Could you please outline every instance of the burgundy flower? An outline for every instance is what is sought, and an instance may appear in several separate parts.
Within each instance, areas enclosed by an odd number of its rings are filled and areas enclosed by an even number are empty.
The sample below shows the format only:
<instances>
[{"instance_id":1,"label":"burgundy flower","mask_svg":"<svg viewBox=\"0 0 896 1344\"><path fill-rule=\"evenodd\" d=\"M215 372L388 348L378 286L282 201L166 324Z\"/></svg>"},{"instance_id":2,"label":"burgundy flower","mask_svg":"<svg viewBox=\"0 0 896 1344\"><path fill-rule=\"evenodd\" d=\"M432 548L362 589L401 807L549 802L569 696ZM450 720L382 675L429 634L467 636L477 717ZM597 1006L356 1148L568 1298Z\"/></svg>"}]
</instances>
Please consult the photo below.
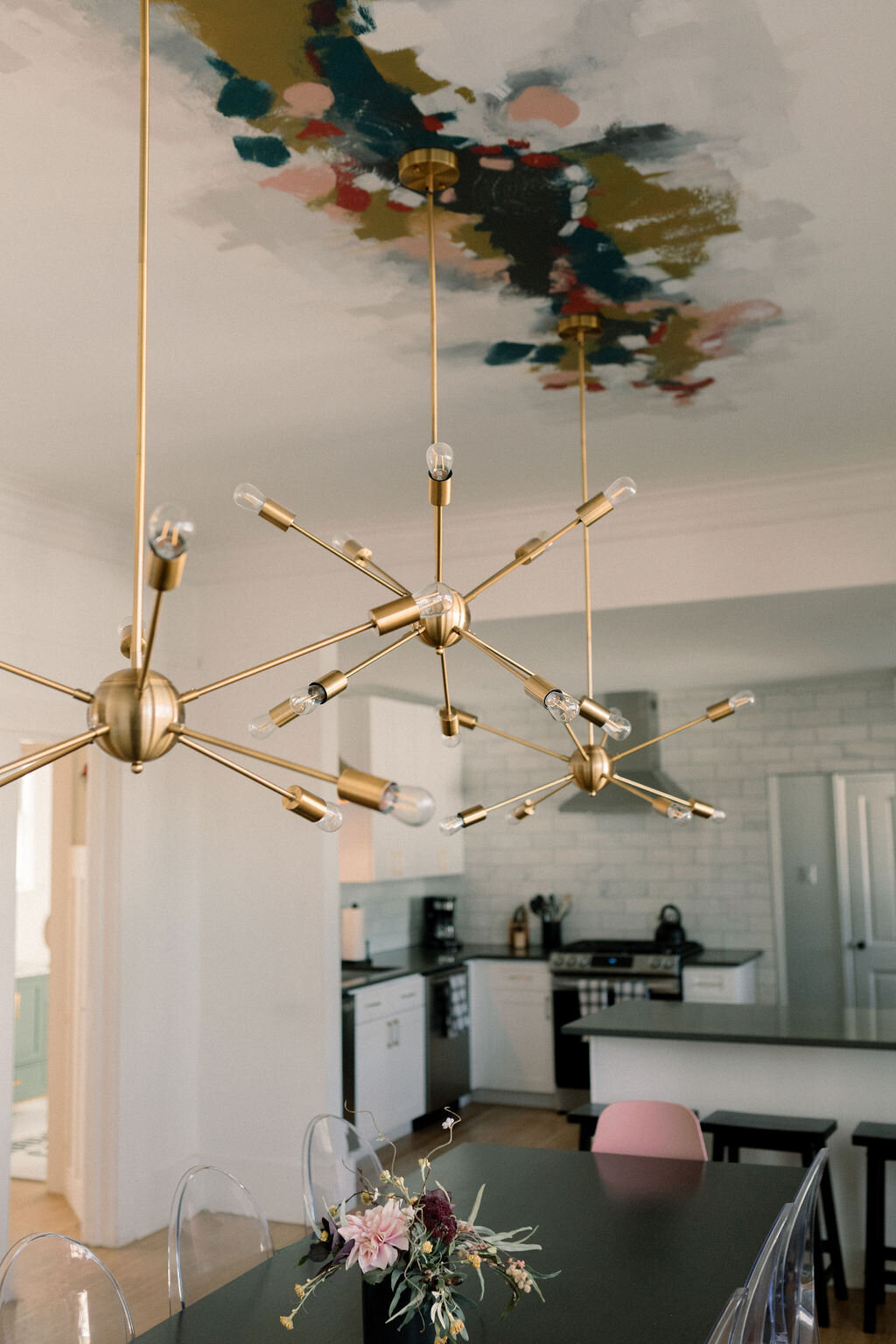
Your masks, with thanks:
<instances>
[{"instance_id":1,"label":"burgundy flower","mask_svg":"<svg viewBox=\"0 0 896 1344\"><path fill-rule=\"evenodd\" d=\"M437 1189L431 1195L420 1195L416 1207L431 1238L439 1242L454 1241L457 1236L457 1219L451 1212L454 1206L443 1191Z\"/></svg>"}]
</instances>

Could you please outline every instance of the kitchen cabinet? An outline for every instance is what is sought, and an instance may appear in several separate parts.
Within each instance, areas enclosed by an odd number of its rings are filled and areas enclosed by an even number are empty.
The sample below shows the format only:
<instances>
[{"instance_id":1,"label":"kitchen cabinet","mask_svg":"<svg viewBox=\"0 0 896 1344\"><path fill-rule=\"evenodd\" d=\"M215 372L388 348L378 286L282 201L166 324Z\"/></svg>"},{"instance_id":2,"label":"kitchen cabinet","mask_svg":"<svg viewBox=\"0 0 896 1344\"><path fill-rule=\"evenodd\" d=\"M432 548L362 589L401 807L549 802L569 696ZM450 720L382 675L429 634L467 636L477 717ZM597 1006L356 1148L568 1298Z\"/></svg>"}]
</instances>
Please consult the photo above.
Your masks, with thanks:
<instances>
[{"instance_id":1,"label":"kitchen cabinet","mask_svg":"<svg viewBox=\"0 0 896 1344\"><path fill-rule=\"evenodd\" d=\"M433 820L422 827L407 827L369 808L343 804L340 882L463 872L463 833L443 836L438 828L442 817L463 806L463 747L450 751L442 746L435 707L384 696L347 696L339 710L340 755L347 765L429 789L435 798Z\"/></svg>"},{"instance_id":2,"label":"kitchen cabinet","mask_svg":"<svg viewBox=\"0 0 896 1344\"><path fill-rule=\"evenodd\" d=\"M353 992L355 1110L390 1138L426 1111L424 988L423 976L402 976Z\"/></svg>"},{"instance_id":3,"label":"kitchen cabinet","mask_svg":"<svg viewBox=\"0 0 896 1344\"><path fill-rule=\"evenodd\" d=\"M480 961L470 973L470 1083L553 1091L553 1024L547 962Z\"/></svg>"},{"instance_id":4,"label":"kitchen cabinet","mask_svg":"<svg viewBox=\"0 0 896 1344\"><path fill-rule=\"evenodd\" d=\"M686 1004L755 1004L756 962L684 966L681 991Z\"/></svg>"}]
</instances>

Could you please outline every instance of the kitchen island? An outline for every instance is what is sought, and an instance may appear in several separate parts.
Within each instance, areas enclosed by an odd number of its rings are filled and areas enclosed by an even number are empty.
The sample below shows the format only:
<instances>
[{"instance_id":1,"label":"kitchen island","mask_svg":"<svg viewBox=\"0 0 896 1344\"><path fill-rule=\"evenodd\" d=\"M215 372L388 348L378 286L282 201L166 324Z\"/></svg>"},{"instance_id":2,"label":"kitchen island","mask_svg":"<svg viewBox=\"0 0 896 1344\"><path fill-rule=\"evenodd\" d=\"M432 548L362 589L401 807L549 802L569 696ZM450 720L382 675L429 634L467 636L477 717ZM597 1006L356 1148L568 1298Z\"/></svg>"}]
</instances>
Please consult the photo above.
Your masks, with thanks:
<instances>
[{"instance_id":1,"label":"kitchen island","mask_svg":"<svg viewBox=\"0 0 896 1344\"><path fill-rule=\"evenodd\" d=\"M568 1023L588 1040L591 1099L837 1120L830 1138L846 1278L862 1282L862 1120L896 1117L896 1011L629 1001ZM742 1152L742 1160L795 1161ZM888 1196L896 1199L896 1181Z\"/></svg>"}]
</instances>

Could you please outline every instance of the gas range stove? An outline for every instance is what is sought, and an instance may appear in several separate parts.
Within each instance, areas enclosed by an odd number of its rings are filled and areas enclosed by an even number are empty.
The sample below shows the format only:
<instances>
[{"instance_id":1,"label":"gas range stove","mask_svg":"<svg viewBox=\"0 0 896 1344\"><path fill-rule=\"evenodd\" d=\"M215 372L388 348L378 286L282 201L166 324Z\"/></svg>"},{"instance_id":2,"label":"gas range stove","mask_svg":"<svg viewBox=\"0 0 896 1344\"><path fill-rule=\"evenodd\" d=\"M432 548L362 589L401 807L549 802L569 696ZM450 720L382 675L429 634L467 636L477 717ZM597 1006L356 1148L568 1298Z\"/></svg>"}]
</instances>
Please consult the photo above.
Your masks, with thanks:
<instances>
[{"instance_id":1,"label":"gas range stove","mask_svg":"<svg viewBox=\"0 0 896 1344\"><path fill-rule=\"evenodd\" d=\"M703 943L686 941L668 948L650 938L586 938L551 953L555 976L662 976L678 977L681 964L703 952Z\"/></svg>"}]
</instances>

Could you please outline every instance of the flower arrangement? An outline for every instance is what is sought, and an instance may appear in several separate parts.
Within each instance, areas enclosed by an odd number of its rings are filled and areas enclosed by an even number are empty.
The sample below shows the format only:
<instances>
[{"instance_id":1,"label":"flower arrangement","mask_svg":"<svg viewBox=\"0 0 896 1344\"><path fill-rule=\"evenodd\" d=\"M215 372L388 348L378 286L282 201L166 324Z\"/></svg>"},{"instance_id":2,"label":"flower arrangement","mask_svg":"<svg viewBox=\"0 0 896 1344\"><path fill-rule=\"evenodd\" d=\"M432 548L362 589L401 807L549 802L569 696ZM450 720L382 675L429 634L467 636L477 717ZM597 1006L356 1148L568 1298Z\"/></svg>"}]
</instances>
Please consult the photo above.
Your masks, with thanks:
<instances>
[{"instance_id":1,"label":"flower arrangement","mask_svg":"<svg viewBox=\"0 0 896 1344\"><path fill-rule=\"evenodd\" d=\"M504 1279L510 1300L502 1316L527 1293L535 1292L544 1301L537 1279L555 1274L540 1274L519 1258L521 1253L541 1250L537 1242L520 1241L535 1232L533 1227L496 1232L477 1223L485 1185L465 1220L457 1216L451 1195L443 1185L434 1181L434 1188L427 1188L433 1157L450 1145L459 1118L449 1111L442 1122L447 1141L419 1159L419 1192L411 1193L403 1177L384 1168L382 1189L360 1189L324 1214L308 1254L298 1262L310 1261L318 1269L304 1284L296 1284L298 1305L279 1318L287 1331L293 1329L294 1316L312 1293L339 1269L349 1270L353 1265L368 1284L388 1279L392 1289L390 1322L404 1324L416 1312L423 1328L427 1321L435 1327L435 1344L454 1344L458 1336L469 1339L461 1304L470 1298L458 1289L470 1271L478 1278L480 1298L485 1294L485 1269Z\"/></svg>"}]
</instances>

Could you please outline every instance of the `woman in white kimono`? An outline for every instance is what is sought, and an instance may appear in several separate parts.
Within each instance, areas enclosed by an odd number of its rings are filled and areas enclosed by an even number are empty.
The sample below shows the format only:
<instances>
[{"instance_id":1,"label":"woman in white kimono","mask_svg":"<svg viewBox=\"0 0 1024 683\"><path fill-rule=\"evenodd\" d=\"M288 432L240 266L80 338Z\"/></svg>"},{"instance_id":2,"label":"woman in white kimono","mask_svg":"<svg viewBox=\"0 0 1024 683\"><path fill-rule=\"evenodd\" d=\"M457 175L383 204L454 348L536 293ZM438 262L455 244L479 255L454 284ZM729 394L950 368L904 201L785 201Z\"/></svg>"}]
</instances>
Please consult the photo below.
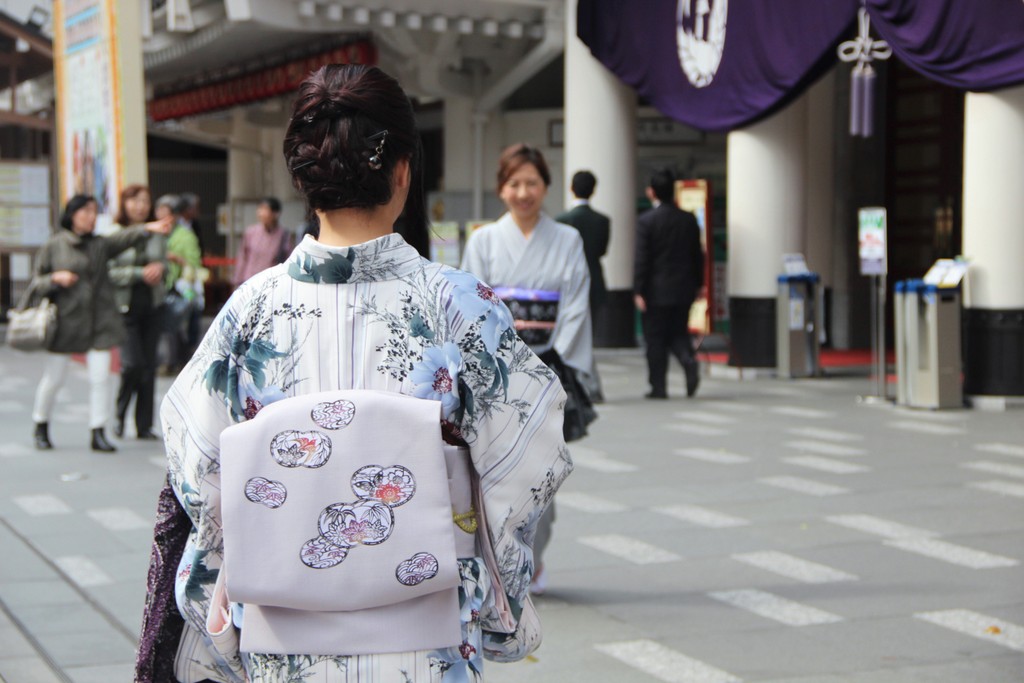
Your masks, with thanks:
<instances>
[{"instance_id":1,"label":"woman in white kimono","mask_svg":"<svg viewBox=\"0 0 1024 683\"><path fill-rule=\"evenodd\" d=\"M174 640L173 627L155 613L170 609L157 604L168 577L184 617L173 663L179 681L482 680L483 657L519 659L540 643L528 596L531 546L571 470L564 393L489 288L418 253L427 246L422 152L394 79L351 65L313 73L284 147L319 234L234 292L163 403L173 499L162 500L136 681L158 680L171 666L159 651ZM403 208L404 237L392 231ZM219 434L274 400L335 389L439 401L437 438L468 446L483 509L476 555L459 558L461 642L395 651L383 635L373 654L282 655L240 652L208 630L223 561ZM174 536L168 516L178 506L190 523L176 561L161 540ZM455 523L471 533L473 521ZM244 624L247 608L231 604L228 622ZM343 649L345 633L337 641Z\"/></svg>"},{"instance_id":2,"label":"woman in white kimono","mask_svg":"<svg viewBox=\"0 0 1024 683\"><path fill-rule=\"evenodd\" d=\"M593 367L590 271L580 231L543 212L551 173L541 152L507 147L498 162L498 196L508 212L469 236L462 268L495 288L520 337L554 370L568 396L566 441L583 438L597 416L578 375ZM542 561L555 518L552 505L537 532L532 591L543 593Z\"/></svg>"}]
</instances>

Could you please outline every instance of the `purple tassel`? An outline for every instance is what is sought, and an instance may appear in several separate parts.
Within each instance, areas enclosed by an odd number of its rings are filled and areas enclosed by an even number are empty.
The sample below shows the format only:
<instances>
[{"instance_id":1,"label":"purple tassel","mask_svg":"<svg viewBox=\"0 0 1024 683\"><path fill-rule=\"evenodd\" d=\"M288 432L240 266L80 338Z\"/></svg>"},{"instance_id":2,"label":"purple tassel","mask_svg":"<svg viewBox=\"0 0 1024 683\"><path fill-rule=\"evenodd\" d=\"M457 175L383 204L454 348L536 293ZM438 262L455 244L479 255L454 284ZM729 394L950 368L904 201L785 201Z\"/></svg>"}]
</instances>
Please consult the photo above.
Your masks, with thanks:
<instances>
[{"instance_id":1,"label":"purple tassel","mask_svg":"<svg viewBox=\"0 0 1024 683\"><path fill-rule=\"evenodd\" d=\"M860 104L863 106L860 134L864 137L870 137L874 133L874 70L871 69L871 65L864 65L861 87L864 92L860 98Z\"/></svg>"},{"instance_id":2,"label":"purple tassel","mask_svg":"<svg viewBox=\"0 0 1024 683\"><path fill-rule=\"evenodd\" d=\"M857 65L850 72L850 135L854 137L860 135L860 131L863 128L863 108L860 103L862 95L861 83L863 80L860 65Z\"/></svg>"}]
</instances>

◇ ◇ ◇ ◇

**What you are asked to do:** Pull out each line in the rows above that contains the string "tassel". Case counts.

**Response:**
Could you please outline every instance of the `purple tassel`? An outline for every instance is what is sought, and an instance may appear in several separate parts.
[{"instance_id":1,"label":"purple tassel","mask_svg":"<svg viewBox=\"0 0 1024 683\"><path fill-rule=\"evenodd\" d=\"M288 432L240 266L80 338Z\"/></svg>"},{"instance_id":2,"label":"purple tassel","mask_svg":"<svg viewBox=\"0 0 1024 683\"><path fill-rule=\"evenodd\" d=\"M457 175L383 204L454 348L536 293ZM438 262L455 244L479 255L454 284ZM729 394L950 368L904 201L785 201Z\"/></svg>"}]
[{"instance_id":1,"label":"purple tassel","mask_svg":"<svg viewBox=\"0 0 1024 683\"><path fill-rule=\"evenodd\" d=\"M860 104L863 106L860 134L864 137L870 137L874 133L874 70L871 69L871 65L864 65L861 87L864 92L860 98Z\"/></svg>"},{"instance_id":2,"label":"purple tassel","mask_svg":"<svg viewBox=\"0 0 1024 683\"><path fill-rule=\"evenodd\" d=\"M857 65L850 72L850 135L854 137L860 135L860 131L863 128L863 108L860 103L862 95L861 83L863 80L860 65Z\"/></svg>"}]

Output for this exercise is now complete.